[Point-per-instance localization data]
=== Section Start ===

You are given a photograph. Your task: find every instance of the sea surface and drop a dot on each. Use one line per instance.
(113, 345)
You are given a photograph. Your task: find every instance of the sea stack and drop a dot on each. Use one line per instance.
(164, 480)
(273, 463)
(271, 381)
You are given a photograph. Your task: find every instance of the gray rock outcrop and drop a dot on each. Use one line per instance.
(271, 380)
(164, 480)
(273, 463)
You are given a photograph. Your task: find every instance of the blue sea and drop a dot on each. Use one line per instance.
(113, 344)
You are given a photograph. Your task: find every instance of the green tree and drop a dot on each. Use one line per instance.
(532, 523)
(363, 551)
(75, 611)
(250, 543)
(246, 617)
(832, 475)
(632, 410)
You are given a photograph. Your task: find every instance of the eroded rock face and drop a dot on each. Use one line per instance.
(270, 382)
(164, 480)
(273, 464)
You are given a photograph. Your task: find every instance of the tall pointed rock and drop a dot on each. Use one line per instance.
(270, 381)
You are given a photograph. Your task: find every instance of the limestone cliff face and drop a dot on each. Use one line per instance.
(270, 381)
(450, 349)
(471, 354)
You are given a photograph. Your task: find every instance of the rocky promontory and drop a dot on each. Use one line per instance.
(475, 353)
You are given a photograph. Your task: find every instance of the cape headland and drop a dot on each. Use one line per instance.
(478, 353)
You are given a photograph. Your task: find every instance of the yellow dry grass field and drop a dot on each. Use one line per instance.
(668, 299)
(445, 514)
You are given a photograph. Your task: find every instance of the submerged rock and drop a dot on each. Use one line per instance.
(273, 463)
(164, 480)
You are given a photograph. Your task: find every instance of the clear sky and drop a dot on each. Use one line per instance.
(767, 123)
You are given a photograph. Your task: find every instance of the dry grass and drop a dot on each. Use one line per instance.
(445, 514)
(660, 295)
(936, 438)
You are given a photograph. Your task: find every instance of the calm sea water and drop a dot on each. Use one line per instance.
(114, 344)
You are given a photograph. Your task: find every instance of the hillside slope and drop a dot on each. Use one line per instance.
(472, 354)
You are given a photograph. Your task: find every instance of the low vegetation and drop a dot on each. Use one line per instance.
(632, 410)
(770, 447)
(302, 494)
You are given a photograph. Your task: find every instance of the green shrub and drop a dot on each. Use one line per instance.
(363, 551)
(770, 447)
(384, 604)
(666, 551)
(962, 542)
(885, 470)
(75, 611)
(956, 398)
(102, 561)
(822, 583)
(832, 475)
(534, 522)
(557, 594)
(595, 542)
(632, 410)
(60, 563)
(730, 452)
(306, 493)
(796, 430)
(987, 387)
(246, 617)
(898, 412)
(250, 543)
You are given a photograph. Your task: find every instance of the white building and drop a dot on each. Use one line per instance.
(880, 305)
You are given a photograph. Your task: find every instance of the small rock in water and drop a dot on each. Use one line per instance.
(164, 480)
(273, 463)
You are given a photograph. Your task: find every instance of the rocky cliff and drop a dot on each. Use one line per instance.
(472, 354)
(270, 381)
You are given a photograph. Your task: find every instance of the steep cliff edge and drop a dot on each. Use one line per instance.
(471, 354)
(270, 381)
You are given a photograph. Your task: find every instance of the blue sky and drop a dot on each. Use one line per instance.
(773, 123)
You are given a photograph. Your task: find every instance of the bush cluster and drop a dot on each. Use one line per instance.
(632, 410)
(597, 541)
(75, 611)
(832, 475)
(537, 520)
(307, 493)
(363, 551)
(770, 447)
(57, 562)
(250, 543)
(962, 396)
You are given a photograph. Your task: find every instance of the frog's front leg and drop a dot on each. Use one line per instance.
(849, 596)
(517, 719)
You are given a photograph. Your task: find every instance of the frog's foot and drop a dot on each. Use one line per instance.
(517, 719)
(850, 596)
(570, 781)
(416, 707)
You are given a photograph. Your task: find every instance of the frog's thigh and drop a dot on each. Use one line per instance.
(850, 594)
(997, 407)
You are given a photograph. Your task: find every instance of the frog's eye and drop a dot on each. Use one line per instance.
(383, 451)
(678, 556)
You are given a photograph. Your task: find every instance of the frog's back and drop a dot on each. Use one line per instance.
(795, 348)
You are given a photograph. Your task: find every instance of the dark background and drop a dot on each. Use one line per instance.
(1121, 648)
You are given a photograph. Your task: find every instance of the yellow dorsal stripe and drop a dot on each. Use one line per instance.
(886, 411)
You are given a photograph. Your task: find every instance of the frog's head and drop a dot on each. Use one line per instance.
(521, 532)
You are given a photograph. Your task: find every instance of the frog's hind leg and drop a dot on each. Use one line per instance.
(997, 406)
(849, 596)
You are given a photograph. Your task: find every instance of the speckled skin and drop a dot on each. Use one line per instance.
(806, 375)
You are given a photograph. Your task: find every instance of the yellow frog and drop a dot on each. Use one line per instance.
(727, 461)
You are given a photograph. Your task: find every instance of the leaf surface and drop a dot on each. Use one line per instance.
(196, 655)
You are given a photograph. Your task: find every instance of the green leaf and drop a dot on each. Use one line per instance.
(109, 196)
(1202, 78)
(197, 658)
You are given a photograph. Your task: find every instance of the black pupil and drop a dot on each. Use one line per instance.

=== Section End ===

WHAT THE EXERCISE ASKS: Each record is to be repeated exactly.

TASK SOLUTION:
You are given a photograph. Your task: find every instance of the sea surface and drop a dot on each. Use one line per instance.
(113, 345)
You are given a photograph. Your task: find every instance of the sea stack and drop a dot on each. Use one line per instance.
(164, 480)
(273, 463)
(271, 381)
You are given a photograph. Your task: find every instance of the gray rock outcrop and drop a dot on each. Use one line per instance.
(271, 380)
(164, 480)
(273, 463)
You are given a photograph. Your task: find every instance of the blue sea and drop a dot on each. Use one line per instance.
(113, 344)
You are given a photograph. Your task: find every instance of the green tree and drop a dot on each. Use one line per instance.
(532, 523)
(363, 551)
(75, 611)
(250, 543)
(246, 617)
(832, 475)
(632, 410)
You are given a photograph. Your task: find every instance of the eroded rock face and drop a dot on each. Use one line per instance.
(270, 382)
(164, 480)
(273, 464)
You are given a photograph. Your task: find every instance of the tall pointed rock and drop a dot on each. Use one line per instance.
(270, 381)
You are given a photograph. Your task: find every instance of the limestone cliff face and drop a dot on each. Use one line per instance.
(270, 381)
(450, 349)
(471, 354)
You are given a photograph. Your task: find every instance of the rocky promontory and drop a dot on each. Use one line per instance.
(475, 353)
You are given a photograph. Your task: find every instance of the cape headland and drop a dot on each. Use one line per instance.
(478, 353)
You are given a photograph. Your task: find every instance of the yellow dry grass field and drop a dot on each. Use one line per instance.
(668, 299)
(445, 514)
You are given a photograph. Your task: find every instance of the submerged rock and drop a dot on each. Use one line per instance.
(273, 463)
(164, 480)
You are given a photograph. Your task: find every instance of the clear sky and drop a dot on each. Use one line per instance.
(767, 123)
You are given a photograph. Your task: find every instance of the dry grass and drop a dot on each. Use one line per instance.
(445, 514)
(660, 295)
(936, 438)
You are given a photograph. Your task: find every instance of the calm sea water and drop a dot on each. Use one line per instance.
(114, 344)
You are given a photograph. Your task: find every instance of the hillside slope and drop a dot on each. Use one line per instance.
(472, 354)
You are given a photograph. Your task: find every instance of the low vegetation and drop a dot on each. Use one line per instance.
(632, 410)
(770, 447)
(302, 494)
You are given a photograph. Your task: find every instance of the green shrub and drop a dot on each. Use one line per instance.
(363, 551)
(770, 447)
(384, 604)
(666, 551)
(962, 542)
(885, 470)
(75, 611)
(956, 398)
(102, 561)
(822, 583)
(832, 475)
(534, 522)
(557, 594)
(595, 542)
(632, 410)
(60, 563)
(730, 452)
(306, 493)
(796, 430)
(987, 387)
(246, 617)
(898, 412)
(250, 543)
You are given a photograph. Your task: find every instance of the white building and drop a dot on each. Use one line per instance.
(880, 305)
You are given a photograph. Your task: find every instance of the small rock in water and drop a dot on each. Use one line per instance.
(164, 480)
(273, 463)
You are given a photograph. Your task: find every instance of the rocky cliff and drop a dot on each. Use one line per instance.
(472, 354)
(270, 381)
You are given a photograph. Your task: find every instance of the steep cliff edge and drop a dot on each. Use one line per instance.
(471, 354)
(270, 381)
You are given a photograph. Your task: find every instance of the blue sky and drop a dot on each. Use one line per instance.
(773, 123)
You are given a photograph. Your task: find every instance of the bush cluster and drop a dot on each. Use one line per instance.
(632, 410)
(597, 541)
(75, 611)
(832, 475)
(537, 520)
(307, 493)
(363, 551)
(770, 447)
(57, 562)
(250, 543)
(962, 396)
You are given a photograph. Your task: find every instance of the frog's front leg and drop a dot on each. Use one line per instance.
(849, 596)
(517, 719)
You are given a photograph. Your task: find every instance of the frog's foot and drop a dot on each. Use one line per instance.
(517, 719)
(850, 596)
(570, 781)
(416, 707)
You are given a photograph. Your task: find every instance of the frog's thigh and drop a dot on each. Use one line per instance.
(850, 594)
(997, 407)
You are given a photograph. Your task: find every instance of the frog's eye and drop a dot on each. Use one line per instance.
(383, 451)
(678, 556)
You are given a photograph. Your task: find every instance of the frog's back and drop a dot on each. Use one line per instance.
(795, 348)
You are given a photograph. Your task: find every instance of the dark background and drop a dot on each. Use one line per instance.
(1121, 648)
You are given a photograph. Your task: find every instance of the yellow dorsal stripe and drop a dot on each. Use one line per instance.
(886, 411)
You are given a photograph. Your task: find every instance of the frog's head and drop a dot on each. Use one line per instance.
(521, 532)
You are given a photograph. Your task: find every instance of the frog's hind leg and drop a dot on each. Use one line per instance.
(997, 406)
(849, 596)
You are given a photograph. Your task: find every instance of the speckled skin and drop a dot on each. Use one line per instance.
(806, 375)
You are given a photograph. Your task: find every instance of the yellow frog and drop a dot on each. Use one line per instance.
(727, 461)
You are given a photograph. Your task: find every instance of the leaf surface and drop a dot on each. Use one line per instance.
(196, 655)
You are given a photograph. Your task: find every instance of the green leaf and drop a dot on each. Use one line per instance.
(109, 196)
(1202, 78)
(197, 658)
You are given a photograph. Your task: find every instance of the black pupil and drop a dot on each. Use one line per instance.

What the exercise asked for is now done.